Reputation: 10969
Consider that events
here has about 48,000 dictionary objects:
keyed_events = { gid: [ r for r in events if r['gid'] == gid ] for gid in gidlist }
Is about 4x slower than:
keyed_events = {}
for event in events:
gid = event['gid']
if gid not in keyed_events:
keyed_events[gid] = []
keyed_events[gid].append(event)
Though the former looks more efficient. Why is it slower? Iterating through events
each pass of the dict comprehension?
Upvotes: 1
Views: 439
Reputation: 33019
Your dictionary + list comprehension more closely matches this code:
keyed_events = {}
for gid in gidlist:
for r in events:
if r['gid'] == gid:
keyed_events[gid].append(r)
Notice that the loop is doubly nested. You loop over all of the events for each gid.

• [Requests]
1. Translate the following sentence from the dictionary comprehension discussion into French: "Notice that the loop is doubly nested."
2. Reproduce the passage of the dictionary comprehension discussion from "Though the former" to "for each gid.".
3. Answer these questions using the dictionary comprehension discussion:
(a) About how many dictionary objects does events hold?
(b) About how many times slower is the comprehension version said to be than the explicit loop?
(c) According to the reply, what is looped over for each gid?

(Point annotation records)
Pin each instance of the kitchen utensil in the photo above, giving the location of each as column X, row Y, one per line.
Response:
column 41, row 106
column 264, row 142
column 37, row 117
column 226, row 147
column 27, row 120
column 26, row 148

• [Results of the tasks]
1. Remarquez que la boucle est doublement imbriquée.

2.
Though the former looks more efficient. Why is it slower? Iterating through events
each pass of the dict comprehension?
Upvotes: 1
Views: 439
Reputation: 33019
Your dictionary + list comprehension more closely matches this code:
keyed_events = {}
for gid in gidlist:
for r in events:
if r['gid'] == gid:
keyed_events[gid].append(r)
Notice that the loop is doubly nested. You loop over all of the events for each gid.

3.
(a) About 48,000.
(b) About 4x slower.
(c) All of the events.